**INSTRUCTION**
Quote everything in the passage on conditional judicial surrenders from "Revocation of Conditional" down to "[b]; [5] [b] [in].)".

**TEXT SEGMENT**
Revocation of Conditional Judicial Surrenders

The court’s analysis begins with Social Services Law § 383-c which sets forth procedures for the transfer of guardianship and custody of a child in foster care under 18 years of age to an authorized agency through a surrender. (See generally Social Services Law § 383-c.) Section 383-c permits conditional surrenders. (See Social Services Law § 383-c [2] [a] [“(T)he (surrender) instrument shall be upon such terms and subject to such conditions as may be agreed upon by the parties thereto”], [b]; [5] [b] [in].)

The statute requires that a conditional judicial surrender connected to a Family Court Act article 10 proceeding, such as is the case here, shall be executed and acknowledged before the Family Court that exercised jurisdiction over that proceeding and, where feasible, before the judge who last presided over that proceeding, whose approval is required after having decided *637that the conditions are in the child’s best interests. (See Social Services Law § 383-c [3] [a].) Section 383-c incorporates notice, petition filing, and hearing provisions2 in the event of a substantial failure of a material condition3 within a judicial surrender, such as the nonoccurrence of a named individual within a surrender to adopt a child. (See Social Services Law § 383-c [6] [c].) To that end, where a conditional surrender has been approved, the court must additionally inform a surrendering parent that, unless expressly waived, they are entitled to notice of a substantial failure of a material condition within the surrender, and the surrendering parent must keep the agency to whom they are surrendering their child apprised of their address. (See Social Services Law § 383-c [3] [b].)

**RECORDS SHOWN**
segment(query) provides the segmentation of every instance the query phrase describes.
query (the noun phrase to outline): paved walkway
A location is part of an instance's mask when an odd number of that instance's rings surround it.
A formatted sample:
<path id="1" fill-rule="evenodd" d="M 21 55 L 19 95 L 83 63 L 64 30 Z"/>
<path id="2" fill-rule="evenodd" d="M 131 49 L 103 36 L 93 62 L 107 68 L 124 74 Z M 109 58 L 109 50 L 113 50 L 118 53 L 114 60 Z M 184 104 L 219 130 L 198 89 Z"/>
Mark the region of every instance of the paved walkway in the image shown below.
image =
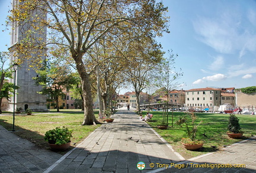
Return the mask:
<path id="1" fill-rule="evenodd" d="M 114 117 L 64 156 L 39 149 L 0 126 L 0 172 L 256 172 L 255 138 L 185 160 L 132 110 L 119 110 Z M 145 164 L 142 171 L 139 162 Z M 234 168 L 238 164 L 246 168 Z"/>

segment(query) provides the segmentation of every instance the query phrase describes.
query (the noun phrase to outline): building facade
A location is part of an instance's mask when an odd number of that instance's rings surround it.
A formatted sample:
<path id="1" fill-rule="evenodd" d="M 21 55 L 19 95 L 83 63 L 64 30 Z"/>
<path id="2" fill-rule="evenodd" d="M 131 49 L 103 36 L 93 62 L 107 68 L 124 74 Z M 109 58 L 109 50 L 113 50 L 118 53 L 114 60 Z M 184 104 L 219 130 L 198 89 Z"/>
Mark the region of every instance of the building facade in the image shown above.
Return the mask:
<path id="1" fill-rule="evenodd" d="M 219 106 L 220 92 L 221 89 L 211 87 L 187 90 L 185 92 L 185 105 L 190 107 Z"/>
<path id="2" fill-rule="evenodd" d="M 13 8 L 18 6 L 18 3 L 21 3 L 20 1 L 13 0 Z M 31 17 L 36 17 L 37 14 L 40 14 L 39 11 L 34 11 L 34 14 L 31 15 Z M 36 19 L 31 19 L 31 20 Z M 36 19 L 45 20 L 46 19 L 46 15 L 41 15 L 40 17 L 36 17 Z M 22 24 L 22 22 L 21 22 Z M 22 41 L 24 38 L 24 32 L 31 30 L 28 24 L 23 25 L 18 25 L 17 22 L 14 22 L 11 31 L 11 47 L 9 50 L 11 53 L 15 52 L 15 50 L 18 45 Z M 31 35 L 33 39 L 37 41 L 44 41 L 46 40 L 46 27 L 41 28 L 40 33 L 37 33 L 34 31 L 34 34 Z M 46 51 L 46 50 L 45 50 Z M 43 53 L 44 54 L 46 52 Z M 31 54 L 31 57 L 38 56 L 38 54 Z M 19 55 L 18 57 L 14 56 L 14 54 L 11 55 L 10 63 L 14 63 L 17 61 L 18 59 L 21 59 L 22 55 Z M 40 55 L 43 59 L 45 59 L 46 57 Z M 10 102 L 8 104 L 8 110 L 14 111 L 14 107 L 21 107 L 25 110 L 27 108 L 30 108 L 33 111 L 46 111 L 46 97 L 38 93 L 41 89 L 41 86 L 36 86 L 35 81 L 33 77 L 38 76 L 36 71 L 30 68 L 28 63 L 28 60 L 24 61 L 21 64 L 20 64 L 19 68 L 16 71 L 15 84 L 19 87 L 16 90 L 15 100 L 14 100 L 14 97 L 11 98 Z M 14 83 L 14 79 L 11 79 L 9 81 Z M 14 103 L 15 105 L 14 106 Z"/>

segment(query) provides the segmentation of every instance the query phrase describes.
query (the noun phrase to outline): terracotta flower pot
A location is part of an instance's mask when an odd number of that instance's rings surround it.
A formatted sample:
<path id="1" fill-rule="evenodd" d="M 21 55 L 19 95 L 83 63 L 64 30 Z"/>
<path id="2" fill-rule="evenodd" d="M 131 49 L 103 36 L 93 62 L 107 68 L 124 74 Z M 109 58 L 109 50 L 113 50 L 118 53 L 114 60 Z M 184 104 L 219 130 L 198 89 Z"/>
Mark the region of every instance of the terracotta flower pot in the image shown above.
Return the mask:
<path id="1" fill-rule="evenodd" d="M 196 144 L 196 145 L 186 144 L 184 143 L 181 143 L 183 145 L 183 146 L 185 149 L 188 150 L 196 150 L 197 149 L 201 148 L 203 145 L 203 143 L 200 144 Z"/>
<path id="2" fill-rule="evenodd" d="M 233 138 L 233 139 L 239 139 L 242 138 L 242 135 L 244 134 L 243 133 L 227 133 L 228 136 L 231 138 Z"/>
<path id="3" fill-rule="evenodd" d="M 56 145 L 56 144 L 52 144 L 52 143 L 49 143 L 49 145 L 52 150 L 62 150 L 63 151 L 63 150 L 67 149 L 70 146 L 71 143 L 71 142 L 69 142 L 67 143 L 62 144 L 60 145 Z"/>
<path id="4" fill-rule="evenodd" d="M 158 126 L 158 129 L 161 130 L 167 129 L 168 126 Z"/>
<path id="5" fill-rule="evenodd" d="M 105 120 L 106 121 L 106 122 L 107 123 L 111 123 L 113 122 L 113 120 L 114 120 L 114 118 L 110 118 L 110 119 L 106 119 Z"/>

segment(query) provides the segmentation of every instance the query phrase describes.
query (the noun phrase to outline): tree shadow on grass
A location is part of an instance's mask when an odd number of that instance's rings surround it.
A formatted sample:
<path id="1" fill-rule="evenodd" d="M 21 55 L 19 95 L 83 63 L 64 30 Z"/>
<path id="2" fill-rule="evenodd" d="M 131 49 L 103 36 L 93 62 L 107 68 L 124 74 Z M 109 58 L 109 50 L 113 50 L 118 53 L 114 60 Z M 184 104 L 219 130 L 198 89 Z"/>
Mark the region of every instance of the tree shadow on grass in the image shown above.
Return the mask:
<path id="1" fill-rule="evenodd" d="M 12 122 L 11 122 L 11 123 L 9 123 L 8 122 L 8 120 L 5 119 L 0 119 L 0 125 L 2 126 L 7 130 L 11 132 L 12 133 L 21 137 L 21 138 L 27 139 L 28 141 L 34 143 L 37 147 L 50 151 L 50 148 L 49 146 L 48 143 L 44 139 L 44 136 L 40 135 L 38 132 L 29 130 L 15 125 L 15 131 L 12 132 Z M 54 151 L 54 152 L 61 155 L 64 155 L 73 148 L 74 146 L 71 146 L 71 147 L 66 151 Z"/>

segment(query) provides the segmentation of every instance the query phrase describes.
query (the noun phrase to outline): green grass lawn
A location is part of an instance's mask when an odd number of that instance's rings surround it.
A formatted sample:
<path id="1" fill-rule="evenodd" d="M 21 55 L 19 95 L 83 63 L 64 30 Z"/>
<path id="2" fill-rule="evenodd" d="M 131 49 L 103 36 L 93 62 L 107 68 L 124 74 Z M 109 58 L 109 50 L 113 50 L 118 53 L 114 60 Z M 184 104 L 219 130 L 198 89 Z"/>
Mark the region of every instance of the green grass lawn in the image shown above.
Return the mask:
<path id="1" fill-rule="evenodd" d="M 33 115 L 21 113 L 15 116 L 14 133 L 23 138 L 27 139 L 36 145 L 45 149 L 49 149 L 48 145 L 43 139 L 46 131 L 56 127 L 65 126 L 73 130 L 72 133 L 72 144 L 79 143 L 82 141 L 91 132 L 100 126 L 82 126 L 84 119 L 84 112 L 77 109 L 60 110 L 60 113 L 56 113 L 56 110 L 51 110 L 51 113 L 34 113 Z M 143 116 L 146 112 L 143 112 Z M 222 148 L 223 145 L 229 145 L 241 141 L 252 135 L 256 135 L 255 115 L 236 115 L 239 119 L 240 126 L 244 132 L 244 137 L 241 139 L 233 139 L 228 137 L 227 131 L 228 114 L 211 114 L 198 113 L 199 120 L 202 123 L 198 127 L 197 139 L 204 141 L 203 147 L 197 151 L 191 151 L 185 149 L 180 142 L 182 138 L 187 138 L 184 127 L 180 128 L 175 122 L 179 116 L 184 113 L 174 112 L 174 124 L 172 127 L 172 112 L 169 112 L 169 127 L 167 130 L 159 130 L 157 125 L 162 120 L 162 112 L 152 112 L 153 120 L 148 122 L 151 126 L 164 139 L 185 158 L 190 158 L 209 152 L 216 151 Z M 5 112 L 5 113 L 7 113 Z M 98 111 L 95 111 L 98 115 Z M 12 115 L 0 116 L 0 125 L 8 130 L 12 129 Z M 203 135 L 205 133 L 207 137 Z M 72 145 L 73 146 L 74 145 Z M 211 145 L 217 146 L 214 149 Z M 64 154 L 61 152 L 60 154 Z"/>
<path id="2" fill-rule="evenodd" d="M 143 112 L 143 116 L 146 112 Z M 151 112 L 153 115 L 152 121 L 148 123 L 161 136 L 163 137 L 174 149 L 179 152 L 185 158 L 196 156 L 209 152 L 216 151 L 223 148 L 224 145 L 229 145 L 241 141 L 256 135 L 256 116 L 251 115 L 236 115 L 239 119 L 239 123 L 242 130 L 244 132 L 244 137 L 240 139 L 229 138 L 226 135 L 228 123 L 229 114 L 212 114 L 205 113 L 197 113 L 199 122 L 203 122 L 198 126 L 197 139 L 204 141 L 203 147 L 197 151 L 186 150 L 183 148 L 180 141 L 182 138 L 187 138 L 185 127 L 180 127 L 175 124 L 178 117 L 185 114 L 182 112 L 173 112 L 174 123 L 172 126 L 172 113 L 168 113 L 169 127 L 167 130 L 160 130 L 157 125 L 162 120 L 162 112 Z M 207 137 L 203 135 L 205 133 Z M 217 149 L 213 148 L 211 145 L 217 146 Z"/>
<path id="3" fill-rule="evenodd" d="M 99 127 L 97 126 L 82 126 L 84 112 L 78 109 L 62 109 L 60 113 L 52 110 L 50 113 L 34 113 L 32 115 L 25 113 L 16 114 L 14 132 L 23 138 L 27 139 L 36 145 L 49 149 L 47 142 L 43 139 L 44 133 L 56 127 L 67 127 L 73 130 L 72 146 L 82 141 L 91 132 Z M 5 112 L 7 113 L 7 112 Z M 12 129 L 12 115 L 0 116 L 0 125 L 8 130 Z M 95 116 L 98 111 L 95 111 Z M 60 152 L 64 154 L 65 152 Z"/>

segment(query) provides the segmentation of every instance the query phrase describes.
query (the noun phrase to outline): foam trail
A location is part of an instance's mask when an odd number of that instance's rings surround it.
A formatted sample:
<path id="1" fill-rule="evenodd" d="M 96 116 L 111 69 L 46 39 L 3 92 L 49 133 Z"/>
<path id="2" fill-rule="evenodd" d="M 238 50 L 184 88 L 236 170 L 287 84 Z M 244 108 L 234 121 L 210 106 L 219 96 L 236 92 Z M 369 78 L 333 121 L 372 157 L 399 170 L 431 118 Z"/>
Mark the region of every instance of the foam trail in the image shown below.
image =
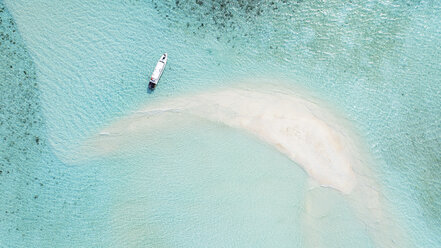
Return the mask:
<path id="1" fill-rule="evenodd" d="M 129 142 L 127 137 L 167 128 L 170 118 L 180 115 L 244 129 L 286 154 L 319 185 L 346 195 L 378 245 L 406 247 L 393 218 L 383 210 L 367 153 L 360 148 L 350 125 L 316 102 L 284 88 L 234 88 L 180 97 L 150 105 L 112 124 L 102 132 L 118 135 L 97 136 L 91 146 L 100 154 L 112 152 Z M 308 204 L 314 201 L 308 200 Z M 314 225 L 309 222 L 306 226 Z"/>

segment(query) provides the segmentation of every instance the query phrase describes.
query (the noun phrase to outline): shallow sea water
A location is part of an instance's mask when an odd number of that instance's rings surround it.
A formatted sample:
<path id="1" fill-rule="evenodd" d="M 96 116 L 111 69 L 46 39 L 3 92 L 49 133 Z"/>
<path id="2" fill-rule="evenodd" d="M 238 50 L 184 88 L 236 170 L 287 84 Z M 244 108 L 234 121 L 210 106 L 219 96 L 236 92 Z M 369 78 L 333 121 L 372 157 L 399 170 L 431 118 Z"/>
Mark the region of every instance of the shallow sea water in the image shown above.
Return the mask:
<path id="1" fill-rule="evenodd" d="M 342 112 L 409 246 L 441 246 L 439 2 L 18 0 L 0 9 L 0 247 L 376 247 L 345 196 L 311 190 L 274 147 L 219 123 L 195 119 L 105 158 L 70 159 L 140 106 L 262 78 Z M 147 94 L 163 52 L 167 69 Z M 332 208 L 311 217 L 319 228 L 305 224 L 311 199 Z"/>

**SOLUTION TO THE EXERCISE**
Revocation of Conditional Judicial Surrenders

The court’s analysis begins with Social Services Law § 383-c which sets forth procedures for the transfer of guardianship and custody of a child in foster care under 18 years of age to an authorized agency through a surrender. (See generally Social Services Law § 383-c.) Section 383-c permits conditional surrenders. (See Social Services Law § 383-c [2] [a] [“(T)he (surrender) instrument shall be upon such terms and subject to such conditions as may be agreed upon by the parties thereto”], [b]; [5] [b] [in].)